Peran Serikat dalam perusahaan
Mengutip SK Gubernur tersebut, UMP merupakan upah bulanan terendah bagi para pekerja di DIY, yang terdiri upah pokok termasuk tunjangan tetap. UMP DIY berlaku bagi pekerja berstatus tetap, tidak tetap, harian lepas dan masa percobaan dan hanya berlaku bagi pekerja yang mempunyai masa kerja kurang dari 1 tahun. Juga diatur bahwa bagi pekerja dengan masa kerja satu tahun atau lebih, maka peninjauan besarnya upah dilakukan melalui kesepakatan tertulis antara pekerja/buruh atau Serikat Pekerja/Serikat Buruh dengan pengusaha secara Bipartit.
Maka, peran serikat dalam meningkatkan ataupun menaikkan UMP dengan melakukan negosiasi dengan pengusaha dapat di lakukan dengan baik. Serikat adalah alat untuk memperjuangkan hak-hak buruh/pekerja, mulai dari negosiasi tentang upah dan sampai tunjangan dan jaminan lainnya.

*Soal Latihan:*
A) Menurut teks tentang peran serikat, UMP DIY hanya berlaku bagi pekerja dengan masa kerja berapa lama?
B) Salin bagian dari teks tentang peran serikat yang dimulai dengan "Maka, peran serikat" dan berlanjut sampai "dan jaminan lainnya.", tanpa mengubah apa pun.

*Blok Data:*
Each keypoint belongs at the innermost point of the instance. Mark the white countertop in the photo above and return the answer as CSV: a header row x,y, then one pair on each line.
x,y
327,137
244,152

*Jawaban Tiap Soal:*
A) UMP DIY hanya berlaku bagi pekerja yang masa kerjanya kurang dari 1 tahun.

B)
Maka, peran serikat dalam meningkatkan ataupun menaikkan UMP dengan melakukan negosiasi dengan pengusaha dapat di lakukan dengan baik. Serikat adalah alat untuk memperjuangkan hak-hak buruh/pekerja, mulai dari negosiasi tentang upah dan sampai tunjangan dan jaminan lainnya.